> Aim of the exercise
Please copy the records from the line containing "If you could mark the geranium" through the line containing "If you could mark the flower petal", putting "a single point for each instance" in place of "one point per instance" and leaving everything else unchanged.

> Data supplied
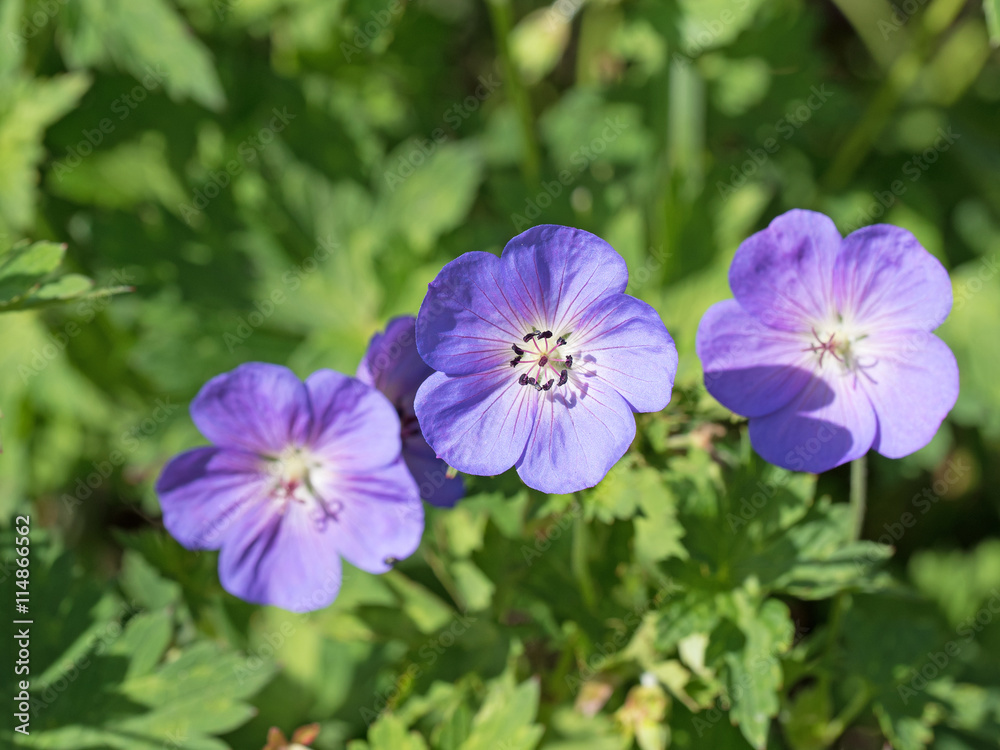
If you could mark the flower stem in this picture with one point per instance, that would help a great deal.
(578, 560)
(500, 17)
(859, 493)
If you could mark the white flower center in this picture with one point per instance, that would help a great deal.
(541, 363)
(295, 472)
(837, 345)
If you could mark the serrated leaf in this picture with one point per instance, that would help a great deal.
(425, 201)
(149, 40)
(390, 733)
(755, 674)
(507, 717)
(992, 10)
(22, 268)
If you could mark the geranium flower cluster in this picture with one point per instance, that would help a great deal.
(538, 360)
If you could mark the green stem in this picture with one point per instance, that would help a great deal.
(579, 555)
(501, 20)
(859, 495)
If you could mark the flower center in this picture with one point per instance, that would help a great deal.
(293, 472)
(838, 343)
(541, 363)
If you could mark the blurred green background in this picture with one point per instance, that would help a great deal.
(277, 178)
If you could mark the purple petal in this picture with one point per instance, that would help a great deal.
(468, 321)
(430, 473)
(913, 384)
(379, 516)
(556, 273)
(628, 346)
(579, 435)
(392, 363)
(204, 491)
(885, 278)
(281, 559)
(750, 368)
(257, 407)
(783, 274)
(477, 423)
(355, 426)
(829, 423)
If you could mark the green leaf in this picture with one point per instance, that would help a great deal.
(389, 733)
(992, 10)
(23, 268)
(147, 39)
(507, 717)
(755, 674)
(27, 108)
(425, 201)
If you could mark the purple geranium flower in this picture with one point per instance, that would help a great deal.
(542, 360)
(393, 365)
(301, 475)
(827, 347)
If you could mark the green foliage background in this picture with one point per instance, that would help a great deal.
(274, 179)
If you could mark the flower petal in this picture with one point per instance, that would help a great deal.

==

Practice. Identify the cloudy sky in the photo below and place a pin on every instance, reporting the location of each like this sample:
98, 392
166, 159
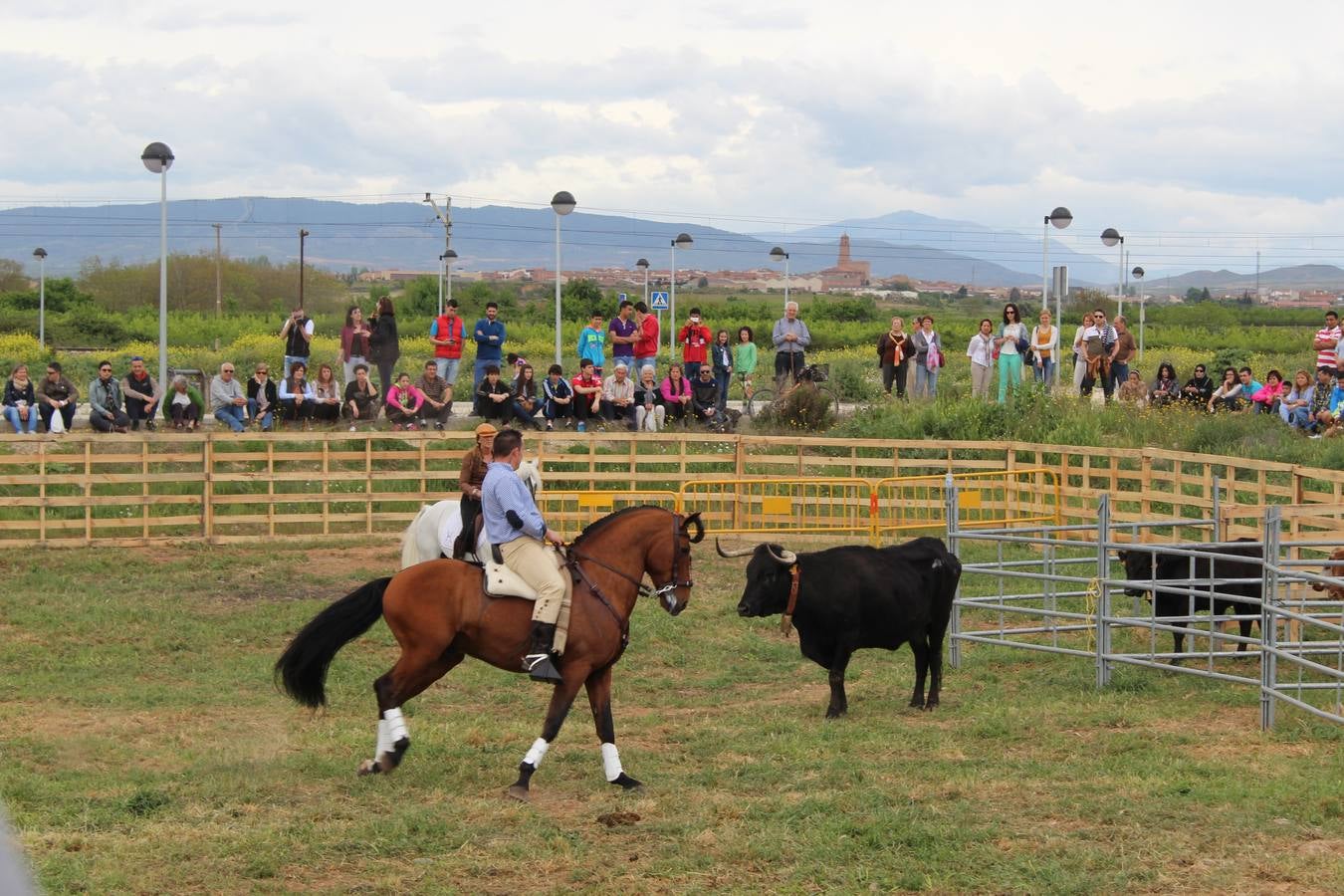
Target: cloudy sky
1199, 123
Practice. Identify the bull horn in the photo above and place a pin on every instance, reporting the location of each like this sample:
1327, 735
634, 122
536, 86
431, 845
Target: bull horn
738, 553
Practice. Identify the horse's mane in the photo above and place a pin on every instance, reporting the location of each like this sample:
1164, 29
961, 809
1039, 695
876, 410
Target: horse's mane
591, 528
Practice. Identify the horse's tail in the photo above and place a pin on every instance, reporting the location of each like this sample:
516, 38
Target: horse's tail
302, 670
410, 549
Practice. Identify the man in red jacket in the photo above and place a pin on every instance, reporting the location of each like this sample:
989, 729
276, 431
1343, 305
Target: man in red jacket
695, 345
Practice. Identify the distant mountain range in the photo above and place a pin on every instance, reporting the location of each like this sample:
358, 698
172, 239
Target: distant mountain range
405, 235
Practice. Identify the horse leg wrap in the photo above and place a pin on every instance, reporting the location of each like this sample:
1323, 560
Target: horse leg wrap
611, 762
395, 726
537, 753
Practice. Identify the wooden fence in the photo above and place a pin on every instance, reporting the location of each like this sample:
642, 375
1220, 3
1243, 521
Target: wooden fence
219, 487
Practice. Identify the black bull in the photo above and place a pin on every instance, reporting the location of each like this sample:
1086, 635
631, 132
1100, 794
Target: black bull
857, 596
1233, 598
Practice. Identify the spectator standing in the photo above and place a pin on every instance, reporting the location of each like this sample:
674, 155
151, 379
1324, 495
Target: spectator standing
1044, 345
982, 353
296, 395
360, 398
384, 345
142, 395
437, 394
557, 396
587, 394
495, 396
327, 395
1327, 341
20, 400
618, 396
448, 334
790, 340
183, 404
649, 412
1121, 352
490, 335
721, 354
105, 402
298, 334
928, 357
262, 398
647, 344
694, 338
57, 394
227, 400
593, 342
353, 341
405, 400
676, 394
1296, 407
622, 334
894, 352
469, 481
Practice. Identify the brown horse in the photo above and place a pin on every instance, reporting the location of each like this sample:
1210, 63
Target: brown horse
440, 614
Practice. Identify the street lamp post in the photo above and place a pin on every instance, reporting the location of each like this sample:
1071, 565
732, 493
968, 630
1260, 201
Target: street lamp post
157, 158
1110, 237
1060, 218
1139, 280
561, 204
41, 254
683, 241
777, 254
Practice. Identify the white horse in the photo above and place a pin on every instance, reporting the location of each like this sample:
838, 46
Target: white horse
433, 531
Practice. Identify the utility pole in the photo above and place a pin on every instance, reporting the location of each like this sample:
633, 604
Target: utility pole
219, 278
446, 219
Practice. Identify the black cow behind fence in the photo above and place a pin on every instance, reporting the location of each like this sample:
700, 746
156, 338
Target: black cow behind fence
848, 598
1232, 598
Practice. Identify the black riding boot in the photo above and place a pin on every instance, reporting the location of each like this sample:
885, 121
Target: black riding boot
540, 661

> Task response
If you could mark the geranium flower cluster in this picture with a single point for each instance, that would help a great deal.
(538, 360)
If you could mark the green stem in this picture with a single point for each instance, that would help a great deal.
(579, 555)
(501, 20)
(859, 495)
If you could mark the flower center in this picture with a single point for each instance, that would help a great deal.
(293, 472)
(838, 343)
(541, 363)
If you could mark the blurred green background in this picture with a single point for each instance, that would help a great deal.
(277, 178)
If you could mark the purple petal in this picture with a single point for each instance, that would help a great deal.
(468, 321)
(430, 473)
(913, 384)
(379, 516)
(556, 273)
(628, 346)
(579, 435)
(392, 363)
(204, 491)
(885, 278)
(281, 559)
(750, 368)
(257, 407)
(783, 274)
(477, 423)
(355, 426)
(829, 423)
If you could mark the green leaf in this picture with a single point for each instance, that would help a great deal.
(389, 733)
(992, 10)
(23, 268)
(147, 39)
(507, 717)
(755, 674)
(27, 108)
(425, 201)
If you could mark the purple geranium flower in this picture with a single point for each instance, that would help a great deal.
(542, 360)
(393, 365)
(301, 475)
(827, 347)
If you could mark the green foliage background in this picture with a single point for each instance, that would help a great deal.
(274, 179)
If you could mark the flower petal in this picture with a single point for each instance, that would help a great deal.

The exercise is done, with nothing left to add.